● **Set exercise**: Take the entries below and reproduce them word for word.

● **Task input**:
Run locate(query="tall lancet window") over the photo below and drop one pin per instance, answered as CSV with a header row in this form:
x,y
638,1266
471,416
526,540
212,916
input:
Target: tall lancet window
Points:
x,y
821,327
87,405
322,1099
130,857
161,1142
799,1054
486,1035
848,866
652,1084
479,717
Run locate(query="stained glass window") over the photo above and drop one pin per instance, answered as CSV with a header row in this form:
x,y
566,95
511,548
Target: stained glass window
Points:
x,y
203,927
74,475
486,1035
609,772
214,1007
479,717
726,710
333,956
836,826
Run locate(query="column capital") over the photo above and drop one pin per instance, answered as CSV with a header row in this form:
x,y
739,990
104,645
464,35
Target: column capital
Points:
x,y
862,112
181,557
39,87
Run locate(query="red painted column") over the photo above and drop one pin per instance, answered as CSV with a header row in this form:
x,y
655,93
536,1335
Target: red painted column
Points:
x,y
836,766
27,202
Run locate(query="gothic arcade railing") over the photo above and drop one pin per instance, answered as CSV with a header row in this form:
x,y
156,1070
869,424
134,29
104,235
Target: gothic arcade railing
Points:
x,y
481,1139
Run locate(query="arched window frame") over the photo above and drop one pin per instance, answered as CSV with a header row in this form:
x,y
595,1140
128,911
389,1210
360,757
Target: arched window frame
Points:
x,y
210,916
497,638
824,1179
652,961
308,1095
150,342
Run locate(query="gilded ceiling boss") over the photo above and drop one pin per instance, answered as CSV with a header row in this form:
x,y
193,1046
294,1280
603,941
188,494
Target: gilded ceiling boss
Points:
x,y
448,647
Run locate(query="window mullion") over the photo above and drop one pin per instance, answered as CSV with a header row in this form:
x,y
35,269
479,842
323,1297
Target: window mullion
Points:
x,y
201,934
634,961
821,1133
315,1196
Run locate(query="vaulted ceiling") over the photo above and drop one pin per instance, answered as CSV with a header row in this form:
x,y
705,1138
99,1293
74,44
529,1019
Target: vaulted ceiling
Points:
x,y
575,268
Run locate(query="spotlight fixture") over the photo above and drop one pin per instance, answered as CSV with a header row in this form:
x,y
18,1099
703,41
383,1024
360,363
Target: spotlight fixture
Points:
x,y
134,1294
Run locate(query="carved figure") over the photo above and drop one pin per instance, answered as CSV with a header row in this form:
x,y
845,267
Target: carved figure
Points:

● **Solution to the problem**:
Run locate(query="tall lancet window") over the photo below and drop one pin per instance, answered as CSV with a header row in this form:
x,y
638,1266
471,416
526,540
212,916
input:
Target: tall lancet window
Points:
x,y
821,327
87,405
322,1099
130,857
161,1142
799,1054
486,1035
848,866
652,1084
479,717
Run locate(query="stained glass window") over the photo above and drop one pin per instance, answered as CSV with a header row in this form:
x,y
566,95
511,548
Target: stained glass window
Points:
x,y
203,927
74,475
486,1035
609,772
214,1007
479,717
726,710
333,956
836,826
Run locate(query="column capital") over the photo above and drop one pin per instance, answered as CSV with a header row in this form:
x,y
739,990
104,645
464,35
Target: column capital
Points:
x,y
862,112
181,557
39,87
Run locate(query="red painted column") over the photo above and drop one pin per instance, answered as CSV with a header row in this form:
x,y
655,93
536,1335
Target: red painted column
Points:
x,y
836,766
27,202
Run locate(query="gothic arcade railing") over the photo above and drop one pin per instance, answered as CSV with a header row in this form:
x,y
156,1070
869,424
134,29
104,235
Target: gothic arcade railing
Points:
x,y
481,1139
Run locate(query="arched window frame") over the photo above and drop one pin per instance, answered as CSV with a header row in this form:
x,y
595,1140
128,911
389,1210
360,757
Target: arched window frame
Points:
x,y
210,916
497,638
824,1179
652,961
308,1095
150,342
Run locate(query="gilded ceiling boss") over the photo above and drop one pin per instance, answered as CSV with a header row in this form:
x,y
193,1046
294,1280
603,941
188,494
Target: gilded ceiling boss
Points:
x,y
448,647
Run locate(query="window mullion") over the photo above and drop one pin per instance, answered as CSV with a header row in this form:
x,y
35,269
479,842
323,1297
Target: window mullion
Points:
x,y
201,934
634,961
821,1133
315,1196
Run locate(query="vaulted ceiling") over the photo above and drop one pin per instance, answered as CSV with a header row in this form:
x,y
705,1138
99,1293
74,44
529,1019
Target: vaulted ceiling
Points:
x,y
575,268
Run locate(query="spotlight fixture") over the photo above and drop one pin per instance, answered as CSV with a header row in this form:
x,y
18,1099
703,41
383,1024
360,363
Target: spotlight fixture
Points:
x,y
134,1294
Run locate(query="carved figure") over the photo above and drop one pin per instance, answered as CSV with a header row in this form:
x,y
845,267
Target: carved figure
Points:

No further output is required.